Supplied text -
○ ○ ○ ○ ○

Ted Baker results improve and year starts well, but still lots of work to do
Ted Baker’s full-year preliminary results and Q1 update on Thursday showed “good sales momentum, improving gross margin and operating cost leverage” at the up-for-sale fashion retailer.
The figures weren't perfect, but they do show the brand heading in the right direction.
For Q1 FY23 — the 12 weeks to 22 April — group revenues rose 20% year on year, but were down 37% against the pre-pandemic Q1 (FY20), so the company clearly has some way to go to improve its performance.
Progress was marked in the UK and the EU, although it was more challenged in North America and this picture seems to have continued into Q2 so far. It's seen an encouraging start to Q2 with improvements in sales trends in-store and online versus Q1 in the UK and EU markets. But North America retail has been “adversely impacted by availability and e-commerce platform disruption”.
For Q1, it also said retail revenues rose 28% on the year and fell 32% against the pre-Covid year, while sales through stores rose 137% and fell 37% against those periods. E-commerce was down on both measures – by 36% and 20%, respectively. And while wholesale was up 2% on the year, it was down as much as 49% against FY20. However, license revenue rose 40% on the year and fell only 2% against the pre-pandemic Q1.

○ ○ ○ ○ ○

Given entries -

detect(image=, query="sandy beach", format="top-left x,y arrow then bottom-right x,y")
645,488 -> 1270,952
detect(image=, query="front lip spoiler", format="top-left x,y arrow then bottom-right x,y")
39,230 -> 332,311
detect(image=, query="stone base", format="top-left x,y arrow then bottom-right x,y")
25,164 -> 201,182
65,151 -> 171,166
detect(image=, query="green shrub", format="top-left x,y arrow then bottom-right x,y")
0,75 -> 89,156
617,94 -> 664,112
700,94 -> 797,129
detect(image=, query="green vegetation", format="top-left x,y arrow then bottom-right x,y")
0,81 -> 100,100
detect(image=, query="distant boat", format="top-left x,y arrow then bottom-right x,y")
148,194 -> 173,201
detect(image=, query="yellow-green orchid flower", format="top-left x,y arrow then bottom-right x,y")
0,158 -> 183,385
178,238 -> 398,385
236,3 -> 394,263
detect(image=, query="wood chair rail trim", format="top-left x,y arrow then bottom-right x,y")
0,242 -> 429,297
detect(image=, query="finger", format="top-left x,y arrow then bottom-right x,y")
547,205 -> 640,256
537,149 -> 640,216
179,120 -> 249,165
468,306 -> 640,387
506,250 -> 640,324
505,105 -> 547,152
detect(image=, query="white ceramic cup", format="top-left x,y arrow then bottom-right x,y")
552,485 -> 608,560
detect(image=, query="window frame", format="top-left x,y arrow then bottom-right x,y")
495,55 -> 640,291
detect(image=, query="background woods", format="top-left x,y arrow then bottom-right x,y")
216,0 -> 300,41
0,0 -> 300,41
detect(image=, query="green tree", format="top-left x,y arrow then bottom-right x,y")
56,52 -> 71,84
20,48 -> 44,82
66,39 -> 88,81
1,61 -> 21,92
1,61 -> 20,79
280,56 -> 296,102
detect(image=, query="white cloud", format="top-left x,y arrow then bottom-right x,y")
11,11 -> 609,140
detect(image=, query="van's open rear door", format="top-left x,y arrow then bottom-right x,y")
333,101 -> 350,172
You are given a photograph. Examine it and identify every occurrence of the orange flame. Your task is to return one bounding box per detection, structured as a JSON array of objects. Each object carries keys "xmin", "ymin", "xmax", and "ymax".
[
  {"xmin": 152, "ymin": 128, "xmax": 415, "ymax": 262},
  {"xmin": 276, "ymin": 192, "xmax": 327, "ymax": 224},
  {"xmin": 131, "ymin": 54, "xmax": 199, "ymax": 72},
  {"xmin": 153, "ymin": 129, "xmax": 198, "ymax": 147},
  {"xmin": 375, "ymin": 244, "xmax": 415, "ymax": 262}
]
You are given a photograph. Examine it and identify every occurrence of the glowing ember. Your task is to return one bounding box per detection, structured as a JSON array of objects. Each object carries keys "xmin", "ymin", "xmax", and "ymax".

○ ○ ○ ○ ○

Task requirements -
Duplicate the Ted Baker results text word for word. Begin at the words "Ted Baker results" and stop after "improve its performance.". You won't need the data.

Solution -
Ted Baker results improve and year starts well, but still lots of work to do
Ted Baker’s full-year preliminary results and Q1 update on Thursday showed “good sales momentum, improving gross margin and operating cost leverage” at the up-for-sale fashion retailer.
The figures weren't perfect, but they do show the brand heading in the right direction.
For Q1 FY23 — the 12 weeks to 22 April — group revenues rose 20% year on year, but were down 37% against the pre-pandemic Q1 (FY20), so the company clearly has some way to go to improve its performance.